(Position identification records)

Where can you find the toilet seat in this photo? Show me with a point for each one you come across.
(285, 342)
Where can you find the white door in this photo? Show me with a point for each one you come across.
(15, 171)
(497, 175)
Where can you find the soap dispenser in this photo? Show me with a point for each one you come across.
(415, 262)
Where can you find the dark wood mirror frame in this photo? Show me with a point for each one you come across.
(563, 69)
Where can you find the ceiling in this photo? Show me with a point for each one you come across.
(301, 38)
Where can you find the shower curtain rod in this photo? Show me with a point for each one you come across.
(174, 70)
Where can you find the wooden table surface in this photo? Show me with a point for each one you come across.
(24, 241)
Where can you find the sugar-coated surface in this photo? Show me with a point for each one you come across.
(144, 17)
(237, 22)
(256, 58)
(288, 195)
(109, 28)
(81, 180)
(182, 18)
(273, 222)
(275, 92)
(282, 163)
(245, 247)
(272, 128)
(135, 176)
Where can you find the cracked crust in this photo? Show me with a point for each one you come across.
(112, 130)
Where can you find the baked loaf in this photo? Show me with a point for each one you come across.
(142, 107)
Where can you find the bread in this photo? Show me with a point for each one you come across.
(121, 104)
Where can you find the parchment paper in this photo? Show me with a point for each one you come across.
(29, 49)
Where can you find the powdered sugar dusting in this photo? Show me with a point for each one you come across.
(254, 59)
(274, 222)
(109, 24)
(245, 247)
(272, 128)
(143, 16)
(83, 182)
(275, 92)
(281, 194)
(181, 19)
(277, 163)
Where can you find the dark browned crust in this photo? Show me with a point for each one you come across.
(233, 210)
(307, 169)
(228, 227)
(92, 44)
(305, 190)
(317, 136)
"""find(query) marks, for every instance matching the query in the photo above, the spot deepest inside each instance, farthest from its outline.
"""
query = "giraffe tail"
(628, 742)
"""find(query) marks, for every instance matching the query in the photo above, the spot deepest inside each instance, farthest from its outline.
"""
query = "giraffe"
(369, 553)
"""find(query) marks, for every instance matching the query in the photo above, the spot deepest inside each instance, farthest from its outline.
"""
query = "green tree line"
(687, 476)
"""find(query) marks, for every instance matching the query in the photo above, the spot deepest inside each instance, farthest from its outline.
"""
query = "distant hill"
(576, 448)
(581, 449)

AIM OF THE EXERCISE:
Copy all the entries verbatim.

EXPECTED OUTPUT:
Where can you find the toilet seat in this photo? Show me with a point for each one you come across.
(285, 342)
Where can you find the white door in this photo? Show me with a point for each one you come across.
(15, 171)
(497, 175)
Where can you find the soap dispenser in this photo? Show me with a point for each one you come across.
(415, 262)
Where can you find the dark wood mirror frame in this photo? Show me with a point for each one you come across.
(563, 69)
Where can you find the ceiling in this photo? Show me with a point for each one you come across.
(301, 38)
Where can you find the shower curtain rod in this photo? Show me with a point for each one you come across.
(174, 70)
Where can you find the wooden table surface in this photo? Show me with a point for each one you come across.
(24, 241)
Where can you find the sugar-coated surface in this photo? Show me with a point for each one you come across.
(144, 17)
(237, 22)
(256, 58)
(288, 195)
(109, 28)
(81, 180)
(182, 18)
(273, 222)
(275, 92)
(282, 163)
(245, 247)
(272, 128)
(135, 176)
Where can you find the cracked crust in this photo? Show me with a point for each one you come across.
(112, 130)
Where can you find the baked loaf in this photo? Show me with a point for each one you come across.
(142, 107)
Where can you find the bread in this photo? Show me with a point for each one you come across.
(121, 104)
Where can you find the parchment paper in this photo? Show me with a point for each one you come across.
(29, 49)
Where can you find the powdered sugar dusting in this photo? Show me with a point for each one you come across.
(254, 59)
(274, 222)
(109, 24)
(245, 247)
(272, 128)
(143, 16)
(83, 182)
(275, 92)
(281, 194)
(181, 19)
(277, 163)
Where can you find the dark browned crust in this photo? Show me with a point for each one you come across.
(233, 210)
(307, 169)
(228, 227)
(92, 44)
(305, 190)
(317, 136)
"""find(query) marks, for every instance matching the query in the photo above, the spot deepest inside each instance, farthest from its outline.
"""
query = "giraffe tail"
(628, 742)
"""find(query) marks, for every instance matching the query in the photo above, the spot deepest inside each instance, farthest from its outline.
"""
query = "giraffe"
(369, 553)
"""find(query) marks, for every instance matching the query in the photo above, the spot deepest inside each instance, farthest from its outline.
"""
query = "green tree line"
(687, 476)
"""find(query) marks, for every instance matching the query in the photo above, the spot deepest inside each instance, farthest from its outline.
"""
query = "distant hill"
(576, 448)
(581, 449)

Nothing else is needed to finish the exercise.